- **Extracted text**
# Justification by faith alone; eternal life by....



## zsmcd (Sep 18, 2015)

Could someone give some insight on what Piper is trying to say in his intro to Schreiners book on Sola Fide?



> Which means, this book is dealing with treasures of immeasurable importance. Infinity cannot be measured. And infinite things are at stake. As Tom Schreiner says, the book “tackles one of the fundamental questions of our human condition: _how can a person be right with God?”
> 
> The stunning Christian answer is: sola fide—faith alone. But be sure you hear this carefully and precisely: He says right with God by faith alone, not attain heaven by faith alone. There are other conditions for attaining heaven, but no others for entering a right relationship to God. In fact, one must already be in a right relationship with God by faith alone in order to meet the other conditions._
> 
> ...


 (emphasis mine)

http://www.thegospelcoalition.org/b...ers-new-book-on-justification-by-faith-alone/


----------



## PaulMc (Sep 18, 2015)

Beeke and Jones, in their conclusion to the chapter in 'A Puritan Theology' on Covenant Conditions, summarise as follows:
'The conditions of the covenant were principally faith in Christ and its fruit of new obedience. The former condition was understood, against the antinomians, as an antecedent condition, so that no blessing procured by Christ could be applied to the believer until he or she exercised faith in Christ. Only then did actual justification take place. Being in covenant with God, the believer is required to believe and keep God's commandments. Therefore the pursuit of holiness and practice of righteousness are also conditions, but they are consequent to the initial exercise of faith.' (p.318)

I imagine that it would be within this framework that Piper has written the above.


----------



## Pergamum (Sep 18, 2015)

Sounds like he is saying holiness of life/good works/obedience will always follow faith.


----------



## zsmcd (Sep 18, 2015)

I suppose I am mostly confused on his distinction between justification and acquiring eternal life. I understand that there is a difference between our justification and glorification (not that they can be separated, for all who are justified will one day be glorified), but I do not understand the distinction between the requirement for justification (faith) and the requirements for eternal life (faith + obedience?).


----------



## Semper Fidelis (Sep 18, 2015)

Here is the entire foreword: http://www.thegospelcoalition.org/b...ers-new-book-on-justification-by-faith-alone/

As others have said, Piper is summarizing those things that are fruits of union with Christ. I personally don't like that construction but the main point is that those whom Christ has purchased are not only justified but adopted and sanctified. As eome would say: "We are made fit for heaven."


----------



## timfost (Sep 18, 2015)

It sounds to me that Piper is distinguishing between eternal security and perseverance of the saints. Heb. 13:20-21 states "complete you in every good work" and "working in you what is well pleasing." Sanctification proceeds justification and apart from this there is no assurance of eternal life.


----------



## Toasty (Sep 18, 2015)

zachmcdonald said:


> Could someone give some insight on what Piper is trying to say in his intro to Schreiners book on Sola Fide?
> 
> 
> 
> ...



What is meant by "conditions"? Is Piper calling those things "conditions" because those things are guaranteed to take place in the life of believer?

Since those things are guaranteed to take place in the life of believer, his faith is not alone.

- **Listed entries**
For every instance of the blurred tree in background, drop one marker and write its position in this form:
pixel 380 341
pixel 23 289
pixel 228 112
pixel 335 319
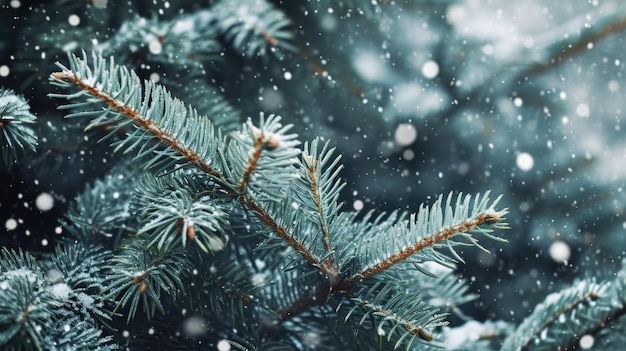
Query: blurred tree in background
pixel 420 97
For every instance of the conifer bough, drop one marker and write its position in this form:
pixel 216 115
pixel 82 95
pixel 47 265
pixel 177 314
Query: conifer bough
pixel 200 184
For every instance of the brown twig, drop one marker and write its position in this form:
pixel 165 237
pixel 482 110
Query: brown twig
pixel 429 241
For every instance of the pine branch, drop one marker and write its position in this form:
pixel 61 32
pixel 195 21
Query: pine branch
pixel 320 173
pixel 564 317
pixel 180 207
pixel 152 114
pixel 139 273
pixel 610 20
pixel 15 134
pixel 430 228
pixel 387 303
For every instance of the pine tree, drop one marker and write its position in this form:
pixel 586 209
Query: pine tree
pixel 204 232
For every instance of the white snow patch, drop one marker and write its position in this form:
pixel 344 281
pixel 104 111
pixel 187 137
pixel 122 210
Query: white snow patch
pixel 525 161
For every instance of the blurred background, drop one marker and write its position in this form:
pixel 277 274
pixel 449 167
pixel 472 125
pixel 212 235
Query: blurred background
pixel 522 98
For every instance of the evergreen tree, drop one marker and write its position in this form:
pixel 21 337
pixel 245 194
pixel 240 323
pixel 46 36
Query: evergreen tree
pixel 218 224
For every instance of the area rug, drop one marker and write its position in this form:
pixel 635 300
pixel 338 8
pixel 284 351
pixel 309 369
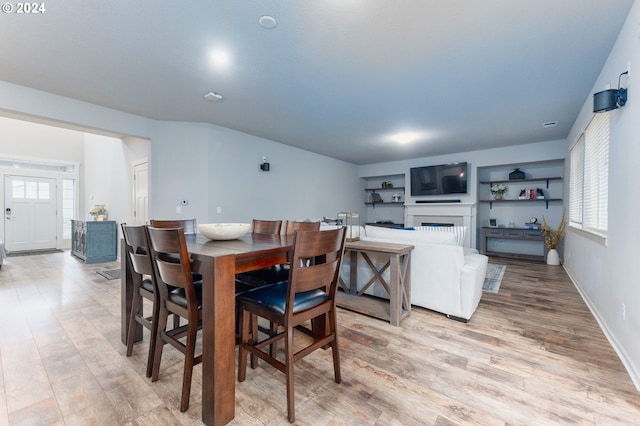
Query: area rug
pixel 32 252
pixel 112 274
pixel 493 279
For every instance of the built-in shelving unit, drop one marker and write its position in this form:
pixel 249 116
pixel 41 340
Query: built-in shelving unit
pixel 512 213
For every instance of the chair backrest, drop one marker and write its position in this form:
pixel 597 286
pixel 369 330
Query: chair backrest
pixel 272 227
pixel 137 244
pixel 315 262
pixel 292 226
pixel 190 226
pixel 170 254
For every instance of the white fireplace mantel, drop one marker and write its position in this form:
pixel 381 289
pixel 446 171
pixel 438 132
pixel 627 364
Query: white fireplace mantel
pixel 458 213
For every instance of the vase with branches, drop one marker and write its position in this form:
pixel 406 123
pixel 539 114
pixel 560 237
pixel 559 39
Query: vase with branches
pixel 552 238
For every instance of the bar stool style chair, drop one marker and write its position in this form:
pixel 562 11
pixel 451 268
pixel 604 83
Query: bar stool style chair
pixel 278 273
pixel 190 227
pixel 309 293
pixel 144 286
pixel 169 252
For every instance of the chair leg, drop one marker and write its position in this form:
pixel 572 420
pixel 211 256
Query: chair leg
pixel 291 409
pixel 189 358
pixel 163 317
pixel 242 352
pixel 334 347
pixel 133 323
pixel 154 337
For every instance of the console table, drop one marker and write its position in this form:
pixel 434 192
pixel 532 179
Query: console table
pixel 94 241
pixel 398 288
pixel 532 235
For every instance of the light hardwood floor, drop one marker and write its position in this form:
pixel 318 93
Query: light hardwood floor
pixel 531 355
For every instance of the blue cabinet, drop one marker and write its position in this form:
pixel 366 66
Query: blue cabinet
pixel 94 241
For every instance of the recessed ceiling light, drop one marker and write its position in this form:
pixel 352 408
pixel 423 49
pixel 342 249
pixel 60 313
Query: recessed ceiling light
pixel 267 22
pixel 219 58
pixel 405 138
pixel 213 97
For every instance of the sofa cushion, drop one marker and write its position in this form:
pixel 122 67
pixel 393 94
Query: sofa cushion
pixel 458 231
pixel 413 236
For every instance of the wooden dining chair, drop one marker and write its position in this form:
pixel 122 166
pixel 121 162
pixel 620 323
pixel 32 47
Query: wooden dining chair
pixel 272 227
pixel 308 294
pixel 169 252
pixel 144 286
pixel 277 273
pixel 190 226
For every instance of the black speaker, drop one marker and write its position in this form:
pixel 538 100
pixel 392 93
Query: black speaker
pixel 605 100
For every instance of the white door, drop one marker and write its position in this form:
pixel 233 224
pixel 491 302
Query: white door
pixel 30 213
pixel 141 193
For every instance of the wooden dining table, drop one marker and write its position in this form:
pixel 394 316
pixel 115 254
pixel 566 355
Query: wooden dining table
pixel 218 262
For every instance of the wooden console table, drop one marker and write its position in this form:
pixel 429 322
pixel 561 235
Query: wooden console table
pixel 398 306
pixel 532 235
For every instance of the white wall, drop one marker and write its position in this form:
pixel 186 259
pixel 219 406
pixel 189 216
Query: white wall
pixel 607 275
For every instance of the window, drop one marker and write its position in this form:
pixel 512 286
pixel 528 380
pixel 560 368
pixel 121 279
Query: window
pixel 589 178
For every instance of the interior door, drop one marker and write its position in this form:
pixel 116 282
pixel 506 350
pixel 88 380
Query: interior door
pixel 141 193
pixel 30 213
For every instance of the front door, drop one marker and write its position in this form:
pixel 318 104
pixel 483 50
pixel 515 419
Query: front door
pixel 30 213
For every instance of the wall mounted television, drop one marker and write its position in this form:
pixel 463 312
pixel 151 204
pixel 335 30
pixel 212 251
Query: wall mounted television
pixel 439 180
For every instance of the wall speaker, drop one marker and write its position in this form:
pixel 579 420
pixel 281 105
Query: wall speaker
pixel 606 100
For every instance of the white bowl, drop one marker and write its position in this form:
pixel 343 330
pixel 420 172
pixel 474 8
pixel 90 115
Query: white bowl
pixel 223 231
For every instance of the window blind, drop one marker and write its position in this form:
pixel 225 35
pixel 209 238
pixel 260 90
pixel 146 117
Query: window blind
pixel 576 182
pixel 596 174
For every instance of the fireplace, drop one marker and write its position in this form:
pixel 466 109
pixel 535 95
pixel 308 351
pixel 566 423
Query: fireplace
pixel 444 214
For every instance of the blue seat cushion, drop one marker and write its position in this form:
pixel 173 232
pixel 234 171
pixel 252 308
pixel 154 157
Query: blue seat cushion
pixel 274 298
pixel 147 284
pixel 178 295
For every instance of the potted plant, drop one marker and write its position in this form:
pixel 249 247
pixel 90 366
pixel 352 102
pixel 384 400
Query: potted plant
pixel 99 212
pixel 498 190
pixel 551 239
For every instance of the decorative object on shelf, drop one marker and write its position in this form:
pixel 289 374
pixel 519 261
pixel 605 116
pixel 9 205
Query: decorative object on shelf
pixel 352 221
pixel 551 239
pixel 498 190
pixel 99 212
pixel 516 174
pixel 531 194
pixel 376 198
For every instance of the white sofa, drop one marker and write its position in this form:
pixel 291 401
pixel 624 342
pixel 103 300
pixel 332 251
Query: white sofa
pixel 445 277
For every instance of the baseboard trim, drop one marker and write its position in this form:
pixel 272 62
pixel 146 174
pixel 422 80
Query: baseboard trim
pixel 634 374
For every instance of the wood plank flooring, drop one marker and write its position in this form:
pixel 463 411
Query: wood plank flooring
pixel 531 355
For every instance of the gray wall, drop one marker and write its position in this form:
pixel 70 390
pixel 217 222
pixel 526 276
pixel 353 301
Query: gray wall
pixel 606 272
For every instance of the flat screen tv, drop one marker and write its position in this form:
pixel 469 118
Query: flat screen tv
pixel 439 180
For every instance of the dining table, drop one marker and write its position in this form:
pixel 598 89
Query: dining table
pixel 218 262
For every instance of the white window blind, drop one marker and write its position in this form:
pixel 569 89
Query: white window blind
pixel 596 175
pixel 576 183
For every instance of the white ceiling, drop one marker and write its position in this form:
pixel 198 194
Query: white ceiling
pixel 335 77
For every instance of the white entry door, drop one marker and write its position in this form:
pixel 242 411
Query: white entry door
pixel 141 193
pixel 30 213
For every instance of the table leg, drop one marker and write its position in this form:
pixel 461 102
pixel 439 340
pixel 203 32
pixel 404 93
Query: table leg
pixel 218 338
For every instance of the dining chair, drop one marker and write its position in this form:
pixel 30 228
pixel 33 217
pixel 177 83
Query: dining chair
pixel 277 273
pixel 308 294
pixel 144 286
pixel 170 255
pixel 190 227
pixel 272 227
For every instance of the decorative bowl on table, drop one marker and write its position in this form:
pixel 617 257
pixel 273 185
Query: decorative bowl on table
pixel 223 231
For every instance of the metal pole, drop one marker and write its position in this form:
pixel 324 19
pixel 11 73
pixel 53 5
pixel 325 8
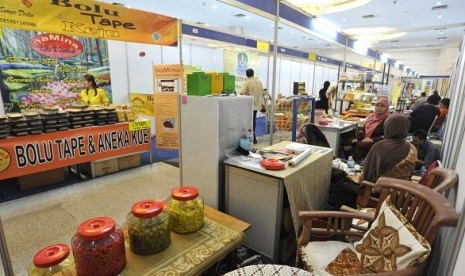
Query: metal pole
pixel 4 252
pixel 275 55
pixel 181 94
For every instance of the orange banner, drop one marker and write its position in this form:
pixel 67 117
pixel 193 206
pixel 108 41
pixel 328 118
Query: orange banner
pixel 47 151
pixel 89 19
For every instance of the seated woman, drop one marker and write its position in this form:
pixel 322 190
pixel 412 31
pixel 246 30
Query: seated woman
pixel 371 132
pixel 393 157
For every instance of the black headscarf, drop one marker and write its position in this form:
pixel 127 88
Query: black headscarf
pixel 384 155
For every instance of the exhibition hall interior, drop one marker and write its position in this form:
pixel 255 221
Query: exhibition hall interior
pixel 232 137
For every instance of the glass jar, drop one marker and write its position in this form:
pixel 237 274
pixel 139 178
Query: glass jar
pixel 98 248
pixel 148 228
pixel 52 260
pixel 185 208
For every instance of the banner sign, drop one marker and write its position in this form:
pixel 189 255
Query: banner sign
pixel 167 120
pixel 328 60
pixel 89 19
pixel 142 104
pixel 145 124
pixel 45 69
pixel 31 154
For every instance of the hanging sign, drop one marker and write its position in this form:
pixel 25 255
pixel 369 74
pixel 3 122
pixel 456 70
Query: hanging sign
pixel 89 19
pixel 142 103
pixel 48 151
pixel 46 69
pixel 167 120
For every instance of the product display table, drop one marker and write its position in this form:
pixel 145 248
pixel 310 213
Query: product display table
pixel 256 195
pixel 191 254
pixel 333 132
pixel 37 153
pixel 269 270
pixel 53 217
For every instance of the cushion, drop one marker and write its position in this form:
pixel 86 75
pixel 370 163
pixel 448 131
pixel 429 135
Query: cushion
pixel 319 255
pixel 391 243
pixel 346 263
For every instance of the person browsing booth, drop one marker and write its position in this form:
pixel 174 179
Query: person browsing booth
pixel 92 94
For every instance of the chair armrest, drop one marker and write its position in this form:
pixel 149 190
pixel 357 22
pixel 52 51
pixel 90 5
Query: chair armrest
pixel 335 223
pixel 369 186
pixel 365 216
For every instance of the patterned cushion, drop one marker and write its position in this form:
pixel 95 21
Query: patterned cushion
pixel 319 257
pixel 346 263
pixel 391 243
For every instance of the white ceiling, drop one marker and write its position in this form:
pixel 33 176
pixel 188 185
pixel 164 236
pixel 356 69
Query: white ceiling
pixel 420 49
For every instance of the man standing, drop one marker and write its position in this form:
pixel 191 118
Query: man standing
pixel 253 87
pixel 420 101
pixel 427 151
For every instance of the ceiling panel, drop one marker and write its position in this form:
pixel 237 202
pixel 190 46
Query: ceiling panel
pixel 413 16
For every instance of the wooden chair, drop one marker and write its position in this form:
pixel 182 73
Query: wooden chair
pixel 425 209
pixel 439 179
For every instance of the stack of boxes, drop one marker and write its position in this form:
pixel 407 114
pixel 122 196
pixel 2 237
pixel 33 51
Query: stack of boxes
pixel 203 84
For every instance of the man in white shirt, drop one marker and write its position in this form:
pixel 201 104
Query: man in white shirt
pixel 253 87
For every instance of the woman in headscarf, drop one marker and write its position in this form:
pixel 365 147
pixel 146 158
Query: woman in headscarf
pixel 371 132
pixel 323 103
pixel 394 156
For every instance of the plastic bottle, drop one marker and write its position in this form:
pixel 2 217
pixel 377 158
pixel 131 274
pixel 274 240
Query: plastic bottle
pixel 250 136
pixel 350 163
pixel 336 118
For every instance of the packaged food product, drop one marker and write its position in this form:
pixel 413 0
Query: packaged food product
pixel 185 208
pixel 52 260
pixel 98 248
pixel 148 227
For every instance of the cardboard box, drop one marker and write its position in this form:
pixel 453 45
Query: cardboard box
pixel 100 167
pixel 129 161
pixel 40 179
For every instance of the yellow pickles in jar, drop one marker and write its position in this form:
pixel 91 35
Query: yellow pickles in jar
pixel 186 210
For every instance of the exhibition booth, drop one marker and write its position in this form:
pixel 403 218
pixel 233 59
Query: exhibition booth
pixel 147 72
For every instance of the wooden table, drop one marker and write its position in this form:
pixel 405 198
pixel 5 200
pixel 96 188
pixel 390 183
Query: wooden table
pixel 192 254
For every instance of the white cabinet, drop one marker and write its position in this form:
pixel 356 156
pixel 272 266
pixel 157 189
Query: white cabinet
pixel 210 127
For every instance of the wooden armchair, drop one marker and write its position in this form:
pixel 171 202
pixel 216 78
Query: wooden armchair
pixel 425 209
pixel 439 179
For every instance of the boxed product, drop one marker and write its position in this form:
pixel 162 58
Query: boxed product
pixel 40 179
pixel 129 161
pixel 229 83
pixel 199 84
pixel 216 83
pixel 102 167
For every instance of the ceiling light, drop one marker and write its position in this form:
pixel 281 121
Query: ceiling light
pixel 317 7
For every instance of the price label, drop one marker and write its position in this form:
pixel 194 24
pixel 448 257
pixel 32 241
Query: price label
pixel 139 125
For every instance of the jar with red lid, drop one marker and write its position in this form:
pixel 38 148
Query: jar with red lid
pixel 185 208
pixel 52 260
pixel 148 227
pixel 98 248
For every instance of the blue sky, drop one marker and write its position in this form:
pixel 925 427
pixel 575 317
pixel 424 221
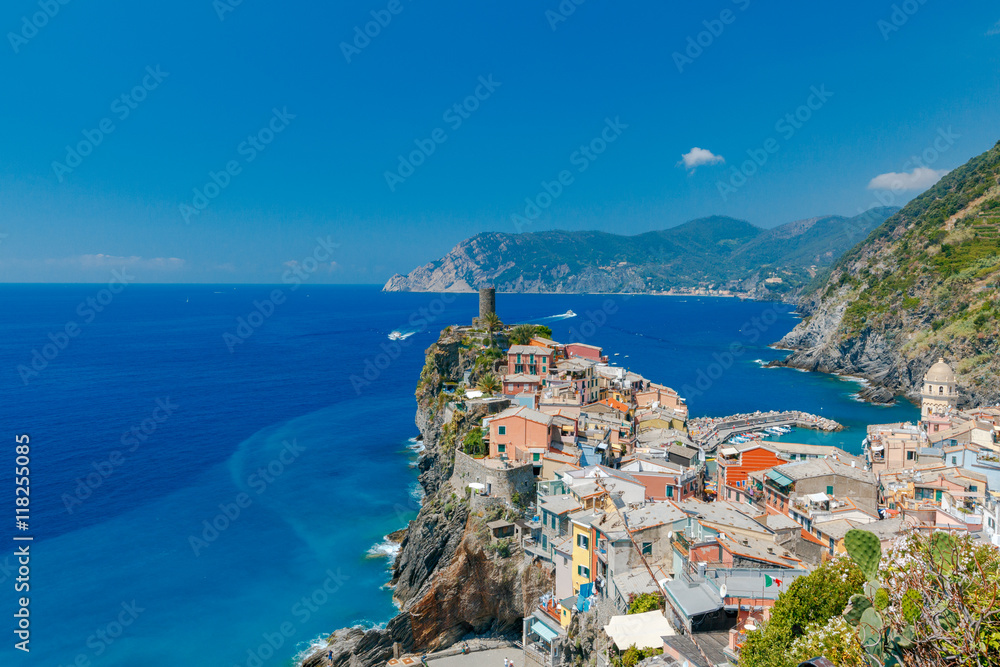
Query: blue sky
pixel 309 128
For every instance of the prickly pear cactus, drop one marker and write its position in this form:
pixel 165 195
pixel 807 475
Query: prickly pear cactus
pixel 881 600
pixel 911 605
pixel 856 607
pixel 864 549
pixel 942 551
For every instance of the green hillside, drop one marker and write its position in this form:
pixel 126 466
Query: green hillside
pixel 716 252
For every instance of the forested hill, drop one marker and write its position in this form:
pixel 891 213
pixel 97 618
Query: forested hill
pixel 922 285
pixel 716 252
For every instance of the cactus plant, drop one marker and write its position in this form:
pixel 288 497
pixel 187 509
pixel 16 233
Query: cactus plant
pixel 855 608
pixel 912 602
pixel 864 549
pixel 942 551
pixel 881 599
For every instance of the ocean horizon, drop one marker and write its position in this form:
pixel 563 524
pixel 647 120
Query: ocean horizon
pixel 214 487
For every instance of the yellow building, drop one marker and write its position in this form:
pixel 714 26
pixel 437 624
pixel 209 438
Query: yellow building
pixel 582 553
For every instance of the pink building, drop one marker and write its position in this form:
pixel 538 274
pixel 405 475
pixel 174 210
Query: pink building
pixel 591 352
pixel 522 434
pixel 529 360
pixel 520 383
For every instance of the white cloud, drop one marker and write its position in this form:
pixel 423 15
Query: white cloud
pixel 920 178
pixel 102 261
pixel 698 157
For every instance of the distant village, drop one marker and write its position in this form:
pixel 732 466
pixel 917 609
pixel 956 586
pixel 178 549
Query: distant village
pixel 622 496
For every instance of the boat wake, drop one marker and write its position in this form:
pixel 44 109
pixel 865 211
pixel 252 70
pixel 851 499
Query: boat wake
pixel 401 334
pixel 553 318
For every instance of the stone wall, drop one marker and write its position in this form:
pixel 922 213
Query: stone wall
pixel 503 481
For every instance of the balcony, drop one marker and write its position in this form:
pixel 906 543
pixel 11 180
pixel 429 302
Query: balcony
pixel 533 549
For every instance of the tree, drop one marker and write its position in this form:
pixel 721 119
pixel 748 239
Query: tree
pixel 474 444
pixel 644 602
pixel 809 603
pixel 492 323
pixel 489 384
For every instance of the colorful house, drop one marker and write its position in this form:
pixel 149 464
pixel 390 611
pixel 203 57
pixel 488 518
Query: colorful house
pixel 522 434
pixel 529 359
pixel 735 463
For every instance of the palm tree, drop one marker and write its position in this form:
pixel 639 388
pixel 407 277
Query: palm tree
pixel 489 384
pixel 522 334
pixel 493 324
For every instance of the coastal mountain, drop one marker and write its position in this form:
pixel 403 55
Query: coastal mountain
pixel 714 253
pixel 921 286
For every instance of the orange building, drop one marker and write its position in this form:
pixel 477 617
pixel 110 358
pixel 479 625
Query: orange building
pixel 735 463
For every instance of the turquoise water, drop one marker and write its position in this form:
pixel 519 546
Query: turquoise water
pixel 318 395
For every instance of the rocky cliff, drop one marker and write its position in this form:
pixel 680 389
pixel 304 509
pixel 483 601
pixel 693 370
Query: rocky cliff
pixel 923 285
pixel 446 581
pixel 717 252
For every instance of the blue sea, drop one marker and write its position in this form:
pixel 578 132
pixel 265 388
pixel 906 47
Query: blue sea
pixel 212 486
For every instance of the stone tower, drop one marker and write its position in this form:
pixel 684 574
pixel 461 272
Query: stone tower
pixel 939 395
pixel 487 301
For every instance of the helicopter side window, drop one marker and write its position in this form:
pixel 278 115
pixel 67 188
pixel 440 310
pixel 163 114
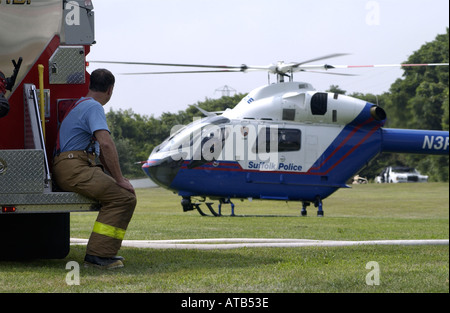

- **Work instructions**
A - Using the forum thread on justification by faith alone, decide whether each statement agrees with it: (i) Piper's foreword presents faith alone as the way to be right with God, but not as the way to attain heaven. (ii) Beeke and Jones treat the pursuit of holiness as a condition that comes before the initial exercise of faith. (iii) Semper Fidelis approves of Piper's construction. Answer yes or no for each, quoting the words that decide it.
B - Add the next post to the forum thread on justification by faith alone, picking up after its final post.

- **Answers to the problems**
A -
(i) Yes: "He says right with God by faith alone, not attain heaven by faith alone."
(ii) No: "but they are consequent to the initial exercise of faith."
(iii) No: "I personally don't like that construction"

B -
Just because those things are guaranteed to place in the life of believer, does not mean that we earn, merit, or deserve salvation.


----------



## timfost (Sep 18, 2015)

This might help:

Dort First head, article 12:

"The elect in due time, though in various degrees and in different measures, attain the assurance of this their eternal and unchangeable election, not by inquisitively prying into the secret and deep things of God, but by observing in themselves with a spiritual joy and holy pleasure the *infallible fruits of election pointed out in the Word of God—such as, a true faith in Christ, filial fear, a godly sorrow for sin, a hungering and thirsting after righteousness, etc.*"


----------



## Mr. Bultitude (Sep 21, 2015)

*John Piper: you don't attain heaven by faith alone*

Justin Taylor, the proprietor of the blog where this was posted, said in response to criticism from comments:



> Piper’s comment is in full accord with what the best of Protestant-Reformed-Puritan theologians have taught for centuries on this.



Can anyone give examples of similar statements by historic Puritan and Reformed theologians?


----------



## zsmcd (Sep 21, 2015)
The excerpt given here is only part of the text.